Reading Middle Grade is delighted to reveal the cover of Kathleen Jae’s Elanora and the Salt Marsh Mystery! Kathleen’s new middle grade novel is perfect for fans of animal stories and environmental activists. Below, she describes her inspiration for the story.
About five years ago, my family and I took a kayaking tour of Tarpon Bay off Sanibel Island, Florida. While we listened to our guide talk about the ecological importance of red mangroves, I suddenly thought of a concept for a book: a young critter discovers the red mangroves are dying, and she must find a way to save them. A few weeks after I returned home, I began to write what would eventually become Elanora and the Salt Marsh Mystery.
What about the red mangroves? After some research, I discovered that some of the animal characters I created were not naturally found in a red mangrove forest. Once I moved them to a salt marsh, everything fell into place. I revised the book five times, adding subplots and characters, before I felt comfortable offering review copies.
Synopsis: Elanora and the Salt Marsh Mystery is the story of a young chipmunk who is transported to a salt marsh in southwest Florida. She is adopted by a muskrat couple, but the rest of the colony despise her for being different. After the sea cow tells her the marsh is ill, Elanora sets out to solve the mystery of the disappearing water. When the swimming creatures become sick, Elanora knows time is running out. But is saving the marsh the answer?
Now, the cover!

Meet the Author

Elanora and the Salt Marsh Mystery is Kathleen Jae’s first novel. She has been writing in one form or another for almost twenty-five years. Her greatest success story is her daughter, Katie, whom she refers to as “my hero,” and their journey is chronicled in Kathleen’s first book, From Prompting to Shaping to Letting Go: My Love Affair With ABA and How Being a “Bad Mom” Helped My Daughter With Autism Succeed. In past lives the author has been a proofreader, editor, newspaper reporter and columnist, newsletter writer for a wildlife organization and writer of stage plays and screenplays. She considers her six-year stint as a home-based behavioral program director in the ’90s her most difficult, albeit important, job and is counting the days until all autism-related ABA therapy positions go the way of the dodo. Two of Kathleen’s short stories made it to the finals of the 2017 Florida Writers Association Royal Palm Literary Award competition.

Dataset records

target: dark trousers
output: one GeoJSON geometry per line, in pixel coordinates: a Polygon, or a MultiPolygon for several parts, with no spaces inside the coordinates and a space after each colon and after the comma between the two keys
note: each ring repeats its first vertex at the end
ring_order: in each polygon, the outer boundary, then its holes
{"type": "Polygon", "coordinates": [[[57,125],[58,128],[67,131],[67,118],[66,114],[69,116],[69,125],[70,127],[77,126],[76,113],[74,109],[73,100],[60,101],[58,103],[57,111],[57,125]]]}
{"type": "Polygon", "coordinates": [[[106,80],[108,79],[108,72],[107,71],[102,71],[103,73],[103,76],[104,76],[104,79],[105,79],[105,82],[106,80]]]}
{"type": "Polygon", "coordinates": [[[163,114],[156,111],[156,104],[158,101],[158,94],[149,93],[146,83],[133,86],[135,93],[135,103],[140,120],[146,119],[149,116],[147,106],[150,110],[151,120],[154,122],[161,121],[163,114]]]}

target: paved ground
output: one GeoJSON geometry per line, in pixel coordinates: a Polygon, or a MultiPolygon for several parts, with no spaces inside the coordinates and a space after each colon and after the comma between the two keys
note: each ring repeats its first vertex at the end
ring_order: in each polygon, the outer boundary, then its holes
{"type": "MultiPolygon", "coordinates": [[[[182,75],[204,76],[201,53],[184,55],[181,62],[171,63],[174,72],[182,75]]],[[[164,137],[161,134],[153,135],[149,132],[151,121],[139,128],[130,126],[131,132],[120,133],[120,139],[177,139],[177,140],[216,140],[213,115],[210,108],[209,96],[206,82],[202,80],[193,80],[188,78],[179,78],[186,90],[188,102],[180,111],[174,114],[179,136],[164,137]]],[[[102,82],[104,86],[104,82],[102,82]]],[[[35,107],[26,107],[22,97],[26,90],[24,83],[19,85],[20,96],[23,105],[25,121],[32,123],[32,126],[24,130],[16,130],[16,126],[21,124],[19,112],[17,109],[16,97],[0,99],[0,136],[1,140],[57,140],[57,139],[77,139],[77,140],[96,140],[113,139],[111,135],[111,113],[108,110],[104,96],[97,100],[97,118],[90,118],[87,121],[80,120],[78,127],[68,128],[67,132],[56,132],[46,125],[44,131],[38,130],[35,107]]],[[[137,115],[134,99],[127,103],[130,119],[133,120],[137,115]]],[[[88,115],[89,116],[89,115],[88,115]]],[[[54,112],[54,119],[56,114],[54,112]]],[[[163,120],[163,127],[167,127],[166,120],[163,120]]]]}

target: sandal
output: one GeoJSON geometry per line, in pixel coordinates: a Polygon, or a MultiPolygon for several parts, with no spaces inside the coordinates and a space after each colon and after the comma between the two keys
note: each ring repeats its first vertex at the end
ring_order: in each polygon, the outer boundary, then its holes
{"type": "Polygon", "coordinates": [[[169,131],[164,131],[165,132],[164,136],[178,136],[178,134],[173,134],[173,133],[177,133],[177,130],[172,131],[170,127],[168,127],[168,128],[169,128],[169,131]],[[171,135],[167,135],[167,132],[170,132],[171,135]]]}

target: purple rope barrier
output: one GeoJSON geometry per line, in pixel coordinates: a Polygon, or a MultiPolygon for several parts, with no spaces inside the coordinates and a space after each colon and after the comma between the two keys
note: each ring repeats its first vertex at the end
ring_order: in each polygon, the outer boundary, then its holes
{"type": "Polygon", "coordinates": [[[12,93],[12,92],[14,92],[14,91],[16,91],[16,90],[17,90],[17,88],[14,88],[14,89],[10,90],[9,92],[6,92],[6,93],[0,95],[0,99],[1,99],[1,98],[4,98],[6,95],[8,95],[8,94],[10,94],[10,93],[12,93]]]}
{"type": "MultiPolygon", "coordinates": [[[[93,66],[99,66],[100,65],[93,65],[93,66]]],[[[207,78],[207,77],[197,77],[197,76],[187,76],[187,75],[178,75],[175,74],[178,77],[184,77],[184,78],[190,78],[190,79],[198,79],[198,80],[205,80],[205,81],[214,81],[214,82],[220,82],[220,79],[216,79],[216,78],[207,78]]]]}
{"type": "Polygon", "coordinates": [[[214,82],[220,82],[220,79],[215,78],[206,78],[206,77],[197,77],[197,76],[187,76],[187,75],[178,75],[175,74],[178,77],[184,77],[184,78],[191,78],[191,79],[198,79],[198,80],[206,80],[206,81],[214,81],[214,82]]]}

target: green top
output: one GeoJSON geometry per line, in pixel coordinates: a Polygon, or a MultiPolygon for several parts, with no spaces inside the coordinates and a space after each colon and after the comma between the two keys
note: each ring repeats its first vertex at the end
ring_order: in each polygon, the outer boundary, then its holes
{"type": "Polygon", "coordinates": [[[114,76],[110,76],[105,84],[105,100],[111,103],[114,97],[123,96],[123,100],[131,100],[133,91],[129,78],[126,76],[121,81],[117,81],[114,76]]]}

*About this exercise*.
Answer these questions from the text about Elanora and the Salt Marsh Mystery:
1. Where did the kayaking tour that inspired the book take place?
2. How many times was the book revised before review copies were offered?
3. Who adopts Elanora after she is transported to the salt marsh?

*Result of the task*.
1. Tarpon Bay off Sanibel Island, Florida.
2. Five times.
3. A muskrat couple.